TASK STATEMENT: Print each record below exactly as it appears.

AVAILABLE DATA:
::::

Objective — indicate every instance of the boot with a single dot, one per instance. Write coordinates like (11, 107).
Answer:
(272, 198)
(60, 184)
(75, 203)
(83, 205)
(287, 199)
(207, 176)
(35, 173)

::::

OUTPUT OF THE EXERCISE:
Objective — indicate every instance of the boot with a single dot, one per instance. Write coordinates like (11, 107).
Answer:
(272, 198)
(60, 184)
(75, 203)
(83, 205)
(287, 199)
(207, 176)
(35, 173)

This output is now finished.